[SELECTED PASSAGE Boundary: Start]

Topology of Consumer Legal Finance

The reason I decided to invest in the PSA market was first and foremost because I found an operating business and management team that I thought had their ethical compass pointed to true north. Secondly, I was able to satisfy myself that the consumers and law firms who relied on this source of financing viewed the business as being a strong, well-respected operator, buttressed by the fact that the business was over five times the size of the next largest competitor, and had achieved its growth organically (i.e. no acquisitions). Their low loss rates (<2%) also signaled that management performed well as underwriters and active managers of the portfolio.

Despite the strength of the specific manager in which I ultimately invested, one of my hesitations to investing in the market was derived from some negative articles about competitors, and rumours of a number of nefarious players that were charging exorbitant rates of interest.  In addition, many of the institutions with which I interface were constantly referencing the headline risk of the market. Accordingly, before I invested, I took a deeper dive into the industry with a focus on the following risk factors to satisfy myself that there was nothing significant that would impact the outcome of my investment and my ability to exit my position when the time was right.

Headline Risk 

One of the first risks that comes up as you speak to institutions, which generally shy away from consumer legal finance, is the concept of “headline risk”. Headline risk is simply the risk associated with the investors’ brand being tarnished as a result of their portfolio companies’ names being involved in negative press associated either with the industry or the portfolio companies’ customers or regulators.  Institutional investors hate headline risk because it may reflect badly on their own brand, and can cause their investors to call into question their judgment, and taken to the extreme, it could end their investor relationships along with the associated fee revenue. Accordingly, in their minds, nothing good comes from headline risk and so they avoid it like the plague.

But every investment has some headline risk, so it becomes a question of severity. To understand the severity of headline risk in the PSA market, it is first important to understand how the market has evolved.  The PSA market really started in the 90s in reaction to a need in the marketplace for funding. The reality for many Americans (generally of a lower socio-economic status) at that time, and arguably today as well, is that if they are in a car accident (the typical scenario), they are left to their own devices to deal with the economic fallout and in collecting from insurance companies.  Insurance companies are generally not the best businesses to negotiate with due to their economic advantages.  In short, insurers have time, money and lawyers on their side. All of which the typical injured party does not have.  Without financial support, these injured parties were really at the mercy of the insurance industry.

[SELECTED PASSAGE Boundary: End]

*EXERCISE SET*:
1. Repeat the part of the passage on consumer legal finance that opens with the words containing "The reason I" and closes with "of the portfolio.".
2. Pick up the passage on consumer legal finance and the PSA market after its last sentence and continue writing it.

[PROVIDED RECORDS Boundary: Start]

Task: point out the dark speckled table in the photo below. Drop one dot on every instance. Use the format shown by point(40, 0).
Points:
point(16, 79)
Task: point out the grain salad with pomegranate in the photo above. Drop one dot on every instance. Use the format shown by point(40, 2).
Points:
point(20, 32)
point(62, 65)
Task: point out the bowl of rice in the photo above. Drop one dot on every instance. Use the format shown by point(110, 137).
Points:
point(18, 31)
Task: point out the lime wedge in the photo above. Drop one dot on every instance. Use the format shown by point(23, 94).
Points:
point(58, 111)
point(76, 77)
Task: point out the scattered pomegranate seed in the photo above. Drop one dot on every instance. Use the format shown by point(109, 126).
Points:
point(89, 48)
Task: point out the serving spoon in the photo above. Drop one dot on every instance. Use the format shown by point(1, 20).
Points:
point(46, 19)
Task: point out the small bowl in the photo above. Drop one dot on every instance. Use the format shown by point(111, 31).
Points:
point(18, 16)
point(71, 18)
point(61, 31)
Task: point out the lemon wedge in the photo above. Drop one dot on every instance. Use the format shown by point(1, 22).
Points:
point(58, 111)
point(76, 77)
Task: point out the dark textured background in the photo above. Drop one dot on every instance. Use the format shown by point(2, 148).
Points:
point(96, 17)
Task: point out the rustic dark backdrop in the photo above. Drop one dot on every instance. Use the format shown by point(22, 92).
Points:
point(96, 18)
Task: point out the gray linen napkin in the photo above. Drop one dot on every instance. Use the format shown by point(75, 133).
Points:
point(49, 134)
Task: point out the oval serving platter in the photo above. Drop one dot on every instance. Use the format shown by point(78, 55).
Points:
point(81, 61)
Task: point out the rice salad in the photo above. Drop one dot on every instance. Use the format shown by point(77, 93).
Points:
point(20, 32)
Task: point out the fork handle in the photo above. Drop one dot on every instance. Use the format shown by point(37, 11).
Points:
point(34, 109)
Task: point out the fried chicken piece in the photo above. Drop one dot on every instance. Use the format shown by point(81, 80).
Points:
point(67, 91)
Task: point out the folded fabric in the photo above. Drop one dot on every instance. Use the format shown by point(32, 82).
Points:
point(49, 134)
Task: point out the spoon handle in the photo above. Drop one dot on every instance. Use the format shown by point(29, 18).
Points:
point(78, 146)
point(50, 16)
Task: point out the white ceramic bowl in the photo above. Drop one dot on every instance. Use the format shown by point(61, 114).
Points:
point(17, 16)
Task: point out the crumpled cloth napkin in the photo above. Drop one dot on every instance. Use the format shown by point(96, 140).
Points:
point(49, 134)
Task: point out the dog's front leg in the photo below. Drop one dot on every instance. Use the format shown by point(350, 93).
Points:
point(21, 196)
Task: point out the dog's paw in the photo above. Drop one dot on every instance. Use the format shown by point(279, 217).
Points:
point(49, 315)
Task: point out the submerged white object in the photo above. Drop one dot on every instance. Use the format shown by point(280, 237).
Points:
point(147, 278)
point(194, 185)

[PROVIDED RECORDS Boundary: End]

*REPLIES*:
1.
The reason I decided to invest in the PSA market was first and foremost because I found an operating business and management team that I thought had their ethical compass pointed to true north. Secondly, I was able to satisfy myself that the consumers and law firms who relied on this source of financing viewed the business as being a strong, well-respected operator, buttressed by the fact that the business was over five times the size of the next largest competitor, and had achieved its growth organically (i.e. no acquisitions). Their low loss rates (<2%) also signaled that management performed well as underwriters and active managers of the portfolio.

2.
The thing about the insurance industry is that they have a strong economic motivation to deny claims and settle for as little as possible, which is the polar opposite to the underlying purpose of insurance.  To offset this strong economic motivation, insurers are also motivated by being compliant with their state regulators and they are ultimately reliant on recurring revenue through their brand and their reputations in the market. Unfortunately, not many consumers actually diligence their insurance companies when they buy insurance; they simply go for the ‘best price’. The consequence of selecting ‘best price’ is that this leaves the insurance company with less return with which to settle your claim, which ultimately damages the consumer’s ability to collect on their insurance.  So, without the ability to have proper legal representation and recognizing that the accident may have compromised the injured party’s livelihood (health, income, medical expenses, etc.), the injured party is left in a position to accept whatever the insurance company offered and move on with their lives regardless of how painful that was.

Enter the funders….

Many of the funders became aware of this inherent inequity in the market through the legions of personal injury lawyers that operate in the US.  These lawyers have a front row seat to exactly what is happening in the personal injury market and the extent to which the injured party is taken advantage of by the insurer, or the extent to which the injured party is settling prematurely due to their economic circumstances.  The entire funder market really started with lawyers providing these loans to other lawyers’ clients, and then evolved into a business as entrepreneurs recognized the total addressable market and the opportunity set …. and this is when the problems started.

In the early days of any industry, the opportunity looks so promising that it attracts those that are myopic in their perspective, and they want to make as much profit as they can in as little time as they can.  This is especially true for financial markets that interface with the consumer – payday loans, subprime auto, second and third mortgages, etc.  PSA is no different in that it is a financing solution that pertains to the consumer, although it has a distinct difference from most other financing solutions in that it is non-recourse in nature.  In the case of the PSA market, the consumer is typically in a difficult situation and traditional lenders will not provide financing because of the poor risk of the plaintiff (other than perhaps credit cards, if available), whether due to their past credit history or due to the economic consequences of the injury they sustained.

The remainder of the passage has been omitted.